**WHAT TO WORK ON**
Retype the material below word for word, leaving out the pictures.

═════ MATERIAL FOR THE TASK ═════

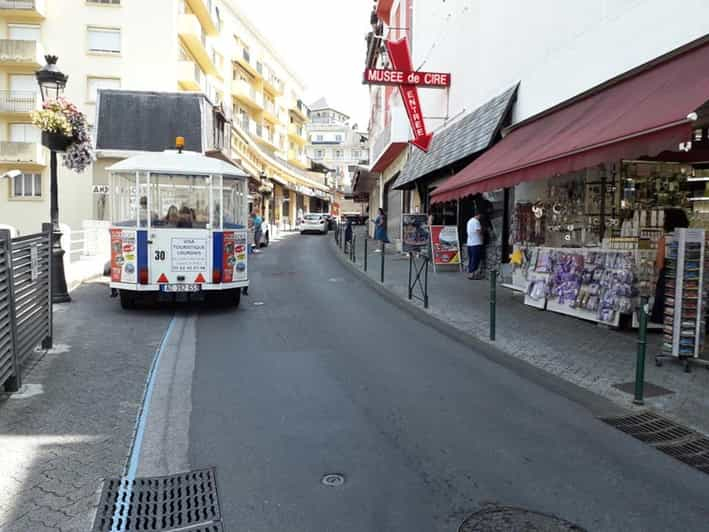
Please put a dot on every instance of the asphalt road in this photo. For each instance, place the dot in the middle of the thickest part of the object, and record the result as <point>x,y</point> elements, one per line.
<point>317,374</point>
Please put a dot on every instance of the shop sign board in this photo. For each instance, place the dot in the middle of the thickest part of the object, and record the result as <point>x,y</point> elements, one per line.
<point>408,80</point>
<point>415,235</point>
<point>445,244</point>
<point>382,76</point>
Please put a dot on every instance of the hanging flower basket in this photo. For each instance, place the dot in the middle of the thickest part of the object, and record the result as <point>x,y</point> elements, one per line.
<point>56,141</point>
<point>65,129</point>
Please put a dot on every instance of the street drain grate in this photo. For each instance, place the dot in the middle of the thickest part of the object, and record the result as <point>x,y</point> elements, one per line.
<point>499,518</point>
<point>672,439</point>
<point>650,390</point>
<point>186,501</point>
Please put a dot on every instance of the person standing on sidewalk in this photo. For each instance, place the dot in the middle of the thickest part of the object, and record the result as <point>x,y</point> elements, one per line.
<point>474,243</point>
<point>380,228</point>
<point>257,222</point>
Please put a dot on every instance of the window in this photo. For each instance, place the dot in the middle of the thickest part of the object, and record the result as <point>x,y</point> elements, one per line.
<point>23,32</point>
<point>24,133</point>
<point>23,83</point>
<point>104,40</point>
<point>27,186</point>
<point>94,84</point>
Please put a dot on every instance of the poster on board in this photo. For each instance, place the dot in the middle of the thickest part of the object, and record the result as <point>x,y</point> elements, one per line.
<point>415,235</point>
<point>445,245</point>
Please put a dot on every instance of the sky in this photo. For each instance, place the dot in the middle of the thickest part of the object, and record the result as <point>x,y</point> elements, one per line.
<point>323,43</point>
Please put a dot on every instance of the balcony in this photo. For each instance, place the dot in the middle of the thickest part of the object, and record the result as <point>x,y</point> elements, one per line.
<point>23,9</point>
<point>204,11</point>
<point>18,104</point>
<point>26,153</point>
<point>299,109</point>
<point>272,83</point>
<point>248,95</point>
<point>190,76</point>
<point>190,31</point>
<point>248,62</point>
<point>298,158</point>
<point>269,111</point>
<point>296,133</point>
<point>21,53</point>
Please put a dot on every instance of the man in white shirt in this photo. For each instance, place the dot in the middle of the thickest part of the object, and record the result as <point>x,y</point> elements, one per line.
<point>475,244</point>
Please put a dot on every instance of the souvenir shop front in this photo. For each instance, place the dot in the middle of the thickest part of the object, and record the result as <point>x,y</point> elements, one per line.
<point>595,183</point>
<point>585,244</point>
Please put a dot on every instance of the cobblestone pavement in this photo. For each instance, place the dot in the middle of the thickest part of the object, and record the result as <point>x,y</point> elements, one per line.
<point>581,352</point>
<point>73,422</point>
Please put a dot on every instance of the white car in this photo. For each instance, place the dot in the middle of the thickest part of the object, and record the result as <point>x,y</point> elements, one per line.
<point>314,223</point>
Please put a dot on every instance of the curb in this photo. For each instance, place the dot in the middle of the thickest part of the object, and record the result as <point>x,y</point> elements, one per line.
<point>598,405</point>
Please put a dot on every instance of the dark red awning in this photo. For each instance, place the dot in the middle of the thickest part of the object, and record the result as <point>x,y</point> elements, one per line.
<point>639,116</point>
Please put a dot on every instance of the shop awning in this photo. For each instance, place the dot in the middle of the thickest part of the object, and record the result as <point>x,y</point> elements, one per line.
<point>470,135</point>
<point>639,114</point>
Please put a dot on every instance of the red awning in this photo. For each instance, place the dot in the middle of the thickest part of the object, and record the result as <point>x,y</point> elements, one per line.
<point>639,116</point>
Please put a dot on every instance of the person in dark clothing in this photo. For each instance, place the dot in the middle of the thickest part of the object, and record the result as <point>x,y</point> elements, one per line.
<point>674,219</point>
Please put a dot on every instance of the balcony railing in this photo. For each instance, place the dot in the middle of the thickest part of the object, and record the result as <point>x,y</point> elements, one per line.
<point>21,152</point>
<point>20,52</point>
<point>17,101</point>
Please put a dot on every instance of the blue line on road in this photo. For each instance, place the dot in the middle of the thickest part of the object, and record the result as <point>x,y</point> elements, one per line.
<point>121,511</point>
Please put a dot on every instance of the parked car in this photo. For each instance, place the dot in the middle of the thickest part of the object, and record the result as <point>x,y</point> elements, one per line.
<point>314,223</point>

═════

**RESPONSE BELOW**
Please put a dot on every instance of the asphalt road in this photo. For each instance, place the dot in the middle of the thickest part of the object, and record the result as <point>x,y</point> elements, one per line.
<point>317,374</point>
Please put a dot on every instance of the shop sign board in this photo. For each instance, place the dot in the middle of the thickest part of the object, and record the result as <point>x,y</point> elements, one per line.
<point>408,80</point>
<point>415,235</point>
<point>445,244</point>
<point>382,76</point>
Please put a dot on every instance of the hanging flower basket in this photo. For each instance, place the dot in the middle of the thickest part of the object, and record the result as <point>x,y</point> elements, one per line.
<point>56,141</point>
<point>65,129</point>
Please put a dot on every instance of the street drain grate in this photo. For each instance, place the dot in the middle of the thickest part of the object, and record the result as <point>x,y</point> elements, one per line.
<point>499,518</point>
<point>672,439</point>
<point>650,390</point>
<point>186,501</point>
Please put a dot on every instance of the person standing on sidewalk in this photo. For each instance, place the dot in the middle of the thickest part of the object, and record the result as <point>x,y</point> elements, one per line.
<point>474,243</point>
<point>380,228</point>
<point>257,222</point>
Please put a dot on every instance of the window in this photo. For each instance, place the dot in the middle of the thickest part of the object, and record the result as <point>x,y</point> elements, one per line.
<point>23,32</point>
<point>24,133</point>
<point>23,83</point>
<point>104,40</point>
<point>27,186</point>
<point>94,84</point>
Please put a dot on every instance of the poster on board in this photo. For each instance, place the dot in the middle of the thickest part of the object, and record the result as <point>x,y</point> elements, one per line.
<point>415,235</point>
<point>445,245</point>
Please put a dot on every instance of the sky in this photo. For each instance, place the dot in the middle of the thickest part of the object, and record the result as <point>x,y</point> elements, one per line.
<point>323,43</point>
Please put a dot on every instance of the balcony in this photo. For each instance, place the dot in the middle of the thickest part of the object, and record the result as <point>x,y</point> elements, one per line.
<point>23,9</point>
<point>204,11</point>
<point>18,104</point>
<point>26,153</point>
<point>299,109</point>
<point>272,83</point>
<point>248,95</point>
<point>190,76</point>
<point>190,31</point>
<point>248,62</point>
<point>298,158</point>
<point>269,111</point>
<point>296,133</point>
<point>21,53</point>
Please put a dot on every instance of the man in white shirt in this photo. For each instance, place the dot in the middle of the thickest part of the object, and record the result as <point>x,y</point> elements, one per line.
<point>475,244</point>
Please put a dot on every instance of the souvenir shop front in this photo. For each instance, place the dot in the middle of the thickest part of the object, and record the result as <point>x,y</point> elements, one per line.
<point>595,183</point>
<point>585,244</point>
Please put a dot on every instance of the cobblestone pavement in this photo. For each instance, place the dot in the middle of the thickest part of the object, and record the result as <point>x,y</point> elements, one per line.
<point>581,352</point>
<point>73,422</point>
Please put a dot on every instance of the white car in this photo. For each instance, place the dot in the middle of the thickest part of the object, and record the result as <point>x,y</point> elements, one per line.
<point>314,223</point>
Please put a dot on every instance of the curb in this photo. For each instance, place the dot in the middle of the thickest part of the object, and record the result as <point>x,y</point> elements, one per line.
<point>598,405</point>
Please put a dot on every instance of the dark red awning in this photo. For each instance, place the dot in the middle of the thickest part of the object, and record the result as <point>x,y</point> elements, one per line.
<point>639,116</point>
Please put a dot on every instance of the shop awning in this photo. For each instance, place the dot in the middle of the thickest part of the object, and record the result as <point>x,y</point> elements, one per line.
<point>470,135</point>
<point>639,114</point>
Please put a dot on every instance of the red awning in this photo. For each instance, place the dot in the middle of the thickest part of the object, and record the result as <point>x,y</point> elements, one per line.
<point>639,116</point>
Please put a dot on every instance of the person in dark clothing in this photo. For each instance, place the dot in the middle of the thickest part of the object, and record the result as <point>x,y</point> elements, one per line.
<point>674,219</point>
Please put a dot on every instance of the balcony railing in this photo. For each instance, place the dot in the middle of the thickest part of the object, and record the result as <point>x,y</point> elements, one per line.
<point>21,152</point>
<point>20,52</point>
<point>17,101</point>
Please put a dot on every instance of the blue line on road in this photo. For each instance, place the dot in the middle of the thickest part of the object, and record the result as <point>x,y</point> elements, one per line.
<point>121,511</point>
Please put a dot on every instance of the parked car in this photo. For each instance, place the dot in the middle of the thickest part of the object, and record the result as <point>x,y</point> elements, one per line.
<point>314,223</point>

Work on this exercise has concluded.